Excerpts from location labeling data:
start
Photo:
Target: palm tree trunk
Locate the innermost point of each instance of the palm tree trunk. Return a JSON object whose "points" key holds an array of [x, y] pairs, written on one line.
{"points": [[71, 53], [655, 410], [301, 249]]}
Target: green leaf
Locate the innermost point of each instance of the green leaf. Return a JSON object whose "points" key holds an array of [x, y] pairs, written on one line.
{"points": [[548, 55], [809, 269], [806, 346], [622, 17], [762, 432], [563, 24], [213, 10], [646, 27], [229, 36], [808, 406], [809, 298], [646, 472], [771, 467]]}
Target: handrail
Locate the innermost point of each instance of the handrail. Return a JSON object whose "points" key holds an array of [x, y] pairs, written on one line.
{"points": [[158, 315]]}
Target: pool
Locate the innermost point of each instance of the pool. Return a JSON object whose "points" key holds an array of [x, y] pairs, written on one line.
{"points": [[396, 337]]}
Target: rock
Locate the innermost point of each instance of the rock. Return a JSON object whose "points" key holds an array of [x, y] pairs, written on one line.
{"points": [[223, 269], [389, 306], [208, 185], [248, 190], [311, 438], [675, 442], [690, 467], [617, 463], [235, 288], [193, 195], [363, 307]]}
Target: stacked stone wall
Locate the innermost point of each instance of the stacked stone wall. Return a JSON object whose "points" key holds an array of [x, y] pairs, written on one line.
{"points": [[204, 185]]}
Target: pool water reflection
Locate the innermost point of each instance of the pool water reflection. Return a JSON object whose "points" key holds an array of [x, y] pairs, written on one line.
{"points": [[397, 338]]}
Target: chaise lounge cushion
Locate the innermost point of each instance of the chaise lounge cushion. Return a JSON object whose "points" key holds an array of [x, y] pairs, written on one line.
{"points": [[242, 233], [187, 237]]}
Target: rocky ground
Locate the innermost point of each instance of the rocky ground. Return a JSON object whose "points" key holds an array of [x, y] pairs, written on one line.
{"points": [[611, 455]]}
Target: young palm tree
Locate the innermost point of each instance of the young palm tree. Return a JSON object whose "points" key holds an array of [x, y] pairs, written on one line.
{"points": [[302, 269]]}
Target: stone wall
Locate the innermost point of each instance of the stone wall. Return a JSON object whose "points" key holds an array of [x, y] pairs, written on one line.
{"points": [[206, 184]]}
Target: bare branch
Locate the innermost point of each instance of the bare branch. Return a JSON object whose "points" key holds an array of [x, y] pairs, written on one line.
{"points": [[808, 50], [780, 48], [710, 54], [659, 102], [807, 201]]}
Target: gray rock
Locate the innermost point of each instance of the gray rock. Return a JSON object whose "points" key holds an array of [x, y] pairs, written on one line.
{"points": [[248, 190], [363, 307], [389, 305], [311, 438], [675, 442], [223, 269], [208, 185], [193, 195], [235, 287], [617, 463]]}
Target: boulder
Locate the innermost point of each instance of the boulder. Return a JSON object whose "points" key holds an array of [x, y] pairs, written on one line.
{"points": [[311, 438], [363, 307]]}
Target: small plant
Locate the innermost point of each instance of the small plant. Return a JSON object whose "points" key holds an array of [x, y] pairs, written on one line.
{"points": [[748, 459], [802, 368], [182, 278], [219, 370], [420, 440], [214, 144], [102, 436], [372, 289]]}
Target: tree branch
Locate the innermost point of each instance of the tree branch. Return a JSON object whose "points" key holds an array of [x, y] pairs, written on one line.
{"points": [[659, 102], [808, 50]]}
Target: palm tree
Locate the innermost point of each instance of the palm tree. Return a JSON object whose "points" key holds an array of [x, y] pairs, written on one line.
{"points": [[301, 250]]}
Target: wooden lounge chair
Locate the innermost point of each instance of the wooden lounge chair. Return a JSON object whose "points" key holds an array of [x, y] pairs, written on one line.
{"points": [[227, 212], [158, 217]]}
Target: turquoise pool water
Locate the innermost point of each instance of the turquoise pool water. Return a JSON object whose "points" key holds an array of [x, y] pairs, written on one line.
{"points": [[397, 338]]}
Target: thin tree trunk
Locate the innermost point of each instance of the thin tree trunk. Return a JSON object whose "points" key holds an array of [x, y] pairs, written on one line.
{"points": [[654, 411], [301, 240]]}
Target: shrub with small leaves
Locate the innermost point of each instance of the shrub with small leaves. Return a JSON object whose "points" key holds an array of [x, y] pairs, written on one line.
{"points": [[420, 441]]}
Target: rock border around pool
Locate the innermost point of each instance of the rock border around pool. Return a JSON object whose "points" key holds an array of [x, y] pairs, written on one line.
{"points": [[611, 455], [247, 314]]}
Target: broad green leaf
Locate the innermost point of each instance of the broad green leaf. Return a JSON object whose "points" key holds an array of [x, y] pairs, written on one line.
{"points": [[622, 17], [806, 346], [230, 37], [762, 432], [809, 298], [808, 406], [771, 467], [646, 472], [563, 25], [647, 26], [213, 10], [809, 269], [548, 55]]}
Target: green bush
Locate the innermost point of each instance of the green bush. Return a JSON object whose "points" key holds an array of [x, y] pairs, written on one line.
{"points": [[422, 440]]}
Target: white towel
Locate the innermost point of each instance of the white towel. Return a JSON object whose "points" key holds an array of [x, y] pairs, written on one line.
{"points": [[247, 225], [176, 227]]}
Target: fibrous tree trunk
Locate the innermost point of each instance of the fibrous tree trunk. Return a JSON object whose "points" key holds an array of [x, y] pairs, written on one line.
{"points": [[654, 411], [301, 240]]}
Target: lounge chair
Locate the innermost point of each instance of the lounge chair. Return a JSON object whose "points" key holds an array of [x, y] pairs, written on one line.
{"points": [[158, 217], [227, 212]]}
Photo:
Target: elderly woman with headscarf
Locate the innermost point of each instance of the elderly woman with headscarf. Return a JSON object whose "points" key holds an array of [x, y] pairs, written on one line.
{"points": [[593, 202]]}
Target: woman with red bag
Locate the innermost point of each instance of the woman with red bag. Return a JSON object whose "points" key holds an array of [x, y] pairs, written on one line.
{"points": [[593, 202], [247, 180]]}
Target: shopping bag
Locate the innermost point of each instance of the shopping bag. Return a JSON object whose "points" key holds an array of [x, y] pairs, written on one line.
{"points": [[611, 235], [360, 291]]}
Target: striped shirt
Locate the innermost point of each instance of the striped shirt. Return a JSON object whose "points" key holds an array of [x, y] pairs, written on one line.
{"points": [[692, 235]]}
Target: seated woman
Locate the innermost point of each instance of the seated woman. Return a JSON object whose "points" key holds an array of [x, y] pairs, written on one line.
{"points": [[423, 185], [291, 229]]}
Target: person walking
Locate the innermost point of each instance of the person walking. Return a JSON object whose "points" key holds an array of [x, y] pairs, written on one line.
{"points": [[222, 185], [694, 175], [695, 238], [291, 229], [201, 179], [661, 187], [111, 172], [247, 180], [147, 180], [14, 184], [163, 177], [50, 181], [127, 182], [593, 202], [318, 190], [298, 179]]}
end
### Problem to work on
Give the lines of the records as a JSON list of strings, one string per line, starting with the line that contains "Target: striped shirt" and going on through the end of the records. Leave out any blank lines.

### Answer below
[
  "Target: striped shirt",
  "Locate the innermost point of each instance of the striped shirt. Return a JSON object whose \"points\" key holds an array of [x, y] pairs, written on one line.",
  "{\"points\": [[692, 235]]}",
  "Target: seated woman",
  "Locate the innermost point of each instance of the seated woman. Return a JSON object whose \"points\" key holds an array of [x, y] pairs, written on one line.",
  "{\"points\": [[423, 185], [291, 229]]}",
  "Target: person walking",
  "Locate the innermost point of each instance of the person walking. Return a JSON object whose \"points\" key holds an array of [x, y] pairs, written on one line.",
  "{\"points\": [[222, 185], [694, 175], [695, 238], [291, 229], [201, 179], [661, 187], [111, 172], [247, 180], [147, 180], [14, 184], [163, 177], [50, 181], [127, 182], [593, 202], [318, 190], [298, 179]]}"
]